• **What you will do**:
a. Which lines of the records contain the word "colon"? Gather every one of them and copy it out.
b. Can you carry the review of the film Tombstone further, starting right after its final sentence?

• **Supplied passage**:
※ ※ ※
Faced with playing off such a flamboyant character, Kurt Russell wisely plays straight man to Kilmer. Initially, he plays Wyatt as a genial enough fellow, interested in making money and avoiding any trouble that might lead to him putting on a lawman’s badge again. However, that doesn’t mean he’s a pushover either as evident in the scene where he bitch slaps an arrogant gambler (an obnoxious Billy Bob Thornton) at a down-on-its-luck saloon and then browbeats him: “You going to do something or just stand there and bleed?” Russell has that fantastic no-nonsense stare that lets you know right away that Wyatt means business. However, as he gets dragged into a feud with the Cowboys his demeanor changes and he becomes a more stoic figure until going into full killing mode, transforming into a frightening force of nature. It is refreshing to see that Russell is not afraid to show the darker aspects of Wyatt and was able to do so thanks to the success of Clint Eastwood’s dark, complicated western, Unforgiven.
It’s something of an understatement to say that Tombstone’s cast is an embarrassment of riches and a treasure trove for fans of character actors. Where else do you get to see Stephen (Manhunter) Lang threaten Sam (The Big Lebowski) Elliott? Or see Jason Priestley swoon over Billy (Titanic) Zane? Or have Michael (Aliens) Biehn sparring verbally in Latin with Val (Heat) Kilmer? Powers Boothe, one of the great, under-appreciated character actors, plays Curly Bill with gusto and bravado which is in sharp contrast to Biehn’s quiet intensity as Johnny Rico who is no crazed, one-dimensional baddie – he quotes from the Bible and speaks Spanish and Latin fluently.

The screenplay by Kevin Jarre pushes all the right buttons as we quickly identify with the Earps and want to see the Cowboys get their much-deserved comeuppance. It is also full of colorful period lingo: “Skin that smoke wagon and see what happens,” or “I’m getting tired of your gas. Now jerk that pistol and go to work.” The dialogue absolutely crackles with energy and it has the perfect cast to bring it vividly to life so that it leaps off the page. Tombstone is one of those rare films where you can see the actors enjoying their roles because they finally have juicy parts that they can sink their teeth into.


In 1989, first-time writer/director Kevin Jarre was going to make Tombstone with Kevin Costner but then the actor decided that he wanted to do a film about Wyatt Earp and not Tombstone. Producer James Jacks championed Jarre’s screenplay for the production company he formed in partnership with Sean Daniel, former production chief at Universal Pictures. Jacks originally approached Universal but they deemed the project too risky and rejected it. In January 1992, Jarre’s script about Earp was on verge of being made into a film but it was almost shelved when Costner announced his own Earp film to be written and directed by Lawrence Kasdan for Warner Brothers. At the time, Jarre claimed that Costner’s move was “an attempt to crush my picture.” Perhaps not so coincidentally, Brad Pitt, who was excited about starring in Tombstone, backed off once Costner’s project was announced.
※ ※ ※
• **Supplied records**:
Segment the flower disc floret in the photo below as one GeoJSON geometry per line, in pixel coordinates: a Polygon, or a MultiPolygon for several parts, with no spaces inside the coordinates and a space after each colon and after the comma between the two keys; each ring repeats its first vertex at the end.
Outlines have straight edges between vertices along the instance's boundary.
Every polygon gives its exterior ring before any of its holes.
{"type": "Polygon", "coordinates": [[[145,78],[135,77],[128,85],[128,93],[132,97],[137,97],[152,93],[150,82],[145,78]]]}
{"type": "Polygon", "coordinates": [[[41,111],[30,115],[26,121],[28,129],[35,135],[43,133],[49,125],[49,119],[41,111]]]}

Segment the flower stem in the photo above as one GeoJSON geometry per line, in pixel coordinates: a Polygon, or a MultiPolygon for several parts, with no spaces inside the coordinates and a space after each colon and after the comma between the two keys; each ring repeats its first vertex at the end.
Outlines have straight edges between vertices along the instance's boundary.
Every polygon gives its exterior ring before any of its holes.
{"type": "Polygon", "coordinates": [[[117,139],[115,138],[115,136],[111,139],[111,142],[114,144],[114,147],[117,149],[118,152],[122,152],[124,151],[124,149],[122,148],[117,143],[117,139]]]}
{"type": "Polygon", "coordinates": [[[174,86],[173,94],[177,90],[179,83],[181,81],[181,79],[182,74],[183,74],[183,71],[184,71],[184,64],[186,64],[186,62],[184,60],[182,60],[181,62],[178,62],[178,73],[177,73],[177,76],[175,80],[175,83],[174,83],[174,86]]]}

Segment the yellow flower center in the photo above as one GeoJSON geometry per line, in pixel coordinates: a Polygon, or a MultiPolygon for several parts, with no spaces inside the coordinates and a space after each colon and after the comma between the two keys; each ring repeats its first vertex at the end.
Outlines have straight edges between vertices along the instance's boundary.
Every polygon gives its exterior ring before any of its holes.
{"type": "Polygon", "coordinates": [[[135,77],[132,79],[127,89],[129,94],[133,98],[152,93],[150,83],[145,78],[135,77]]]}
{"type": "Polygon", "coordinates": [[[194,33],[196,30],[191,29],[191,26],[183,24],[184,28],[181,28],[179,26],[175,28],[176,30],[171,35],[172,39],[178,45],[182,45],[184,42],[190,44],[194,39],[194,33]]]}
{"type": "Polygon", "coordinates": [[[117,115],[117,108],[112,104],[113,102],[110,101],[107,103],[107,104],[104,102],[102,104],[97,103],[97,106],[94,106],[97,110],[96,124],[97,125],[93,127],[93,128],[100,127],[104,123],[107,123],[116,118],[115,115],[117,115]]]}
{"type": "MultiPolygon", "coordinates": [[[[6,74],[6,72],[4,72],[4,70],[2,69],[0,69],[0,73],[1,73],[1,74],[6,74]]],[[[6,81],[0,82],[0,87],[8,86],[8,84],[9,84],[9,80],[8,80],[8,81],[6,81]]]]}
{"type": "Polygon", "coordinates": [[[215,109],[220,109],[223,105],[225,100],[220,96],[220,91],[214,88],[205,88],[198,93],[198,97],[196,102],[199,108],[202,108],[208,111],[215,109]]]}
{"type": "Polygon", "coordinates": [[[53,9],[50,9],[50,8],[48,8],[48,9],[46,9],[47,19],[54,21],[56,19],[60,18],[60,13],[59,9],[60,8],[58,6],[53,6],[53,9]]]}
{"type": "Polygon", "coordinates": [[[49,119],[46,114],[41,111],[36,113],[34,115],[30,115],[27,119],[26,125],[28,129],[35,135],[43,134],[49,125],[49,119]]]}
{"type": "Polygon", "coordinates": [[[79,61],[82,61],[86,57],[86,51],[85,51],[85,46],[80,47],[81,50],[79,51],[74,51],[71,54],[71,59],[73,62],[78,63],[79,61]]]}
※ ※ ※
• **Answers to the exercises**:
a.
Segment the flower disc floret in the photo below as one GeoJSON geometry per line, in pixel coordinates: a Polygon, or a MultiPolygon for several parts, with no spaces inside the coordinates and a space after each colon and after the comma between the two keys; each ring repeats its first vertex at the end.
Segment the flower stem in the photo above as one GeoJSON geometry per line, in pixel coordinates: a Polygon, or a MultiPolygon for several parts, with no spaces inside the coordinates and a space after each colon and after the comma between the two keys; each ring repeats its first vertex at the end.
Segment the yellow flower center in the photo above as one GeoJSON geometry per line, in pixel coordinates: a Polygon, or a MultiPolygon for several parts, with no spaces inside the coordinates and a space after each colon and after the comma between the two keys; each ring repeats its first vertex at the end.

b.
Jarre’s script was ready to shoot; all he needed was a cast. However, Michael Ovitz’s powerful Creative Artists Agency was backing Costner and Tombstone’s producers, Jacks and Daniel, could not attract a movie star big enough to get a Hollywood studio interested in backing the film. Pitt was represented by Ovitz’s agency and at the time Jacks said, “CAA is telling people our movie won’t happen.” Fortunately, they caught a break when Kurt Russell’s old agent at William Morris slipped a copy of the script to the actor who was now at CAA. He agreed to play Earp and this attracted the likes of Val Kilmer, Sam Elliott, Michael Biehn, and Powers Boothe. Russell then took the project to financier Andrew Vajna’s Cinergi Productions, which had a distribution deal with Disney. Vajna agreed to make the film for $25 million. Originally, Jarre and Russell wanted Willem Dafoe to play Doc Holliday but Disney refused to release it with him in the role because of portrayal of Jesus Christ in the controversial Martin Scorsese film, The Last Temptation of Christ (1988), and told the film’s producers to cast Kilmer instead.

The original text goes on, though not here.